Exercise description: Exactly the line with "instance of firefighter" and the lines that follow it, through the closing line of the entries, should be restated, with nothing left out or added.

Collected data:

╔══

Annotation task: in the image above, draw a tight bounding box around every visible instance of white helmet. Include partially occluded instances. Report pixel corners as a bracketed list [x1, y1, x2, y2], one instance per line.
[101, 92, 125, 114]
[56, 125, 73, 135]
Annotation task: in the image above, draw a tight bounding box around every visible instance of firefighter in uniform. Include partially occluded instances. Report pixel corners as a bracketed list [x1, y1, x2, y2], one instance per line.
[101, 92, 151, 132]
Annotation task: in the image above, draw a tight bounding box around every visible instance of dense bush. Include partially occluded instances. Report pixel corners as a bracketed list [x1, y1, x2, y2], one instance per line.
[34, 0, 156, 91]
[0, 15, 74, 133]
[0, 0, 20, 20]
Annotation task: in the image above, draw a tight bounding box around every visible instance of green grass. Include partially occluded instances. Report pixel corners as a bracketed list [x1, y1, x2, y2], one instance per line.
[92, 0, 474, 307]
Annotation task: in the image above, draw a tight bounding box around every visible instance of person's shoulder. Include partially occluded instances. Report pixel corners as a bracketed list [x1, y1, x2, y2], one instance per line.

╚══

Solved exercise:
Annotation task: in the image above, draw a tight bounding box around every visible instance of firefighter in uniform. Include partially occluded instances. Report pixel corners as a bracketed list [x1, y1, x2, y2], one instance per line.
[101, 92, 151, 132]
Annotation task: in the image above, draw a tight bounding box around every visible instance of dense bush. Include partially occluded instances. Report pixel corners as a bracketed list [x1, y1, x2, y2], one instance per line.
[34, 0, 156, 91]
[0, 15, 74, 133]
[0, 0, 20, 20]
Annotation task: in the image above, draw a tight bounding box around every visible instance of green grass. Include partially occluded instances. Report pixel corners as a bracketed list [x1, y1, x2, y2], one instance per line.
[92, 0, 474, 307]
Annotation task: in the image above, draw a tight bounding box around every visible instance of person's shoulder. Include partially occluded instances. Report pixel corners as a bracketed list [x1, y1, x2, y2], one instance per line.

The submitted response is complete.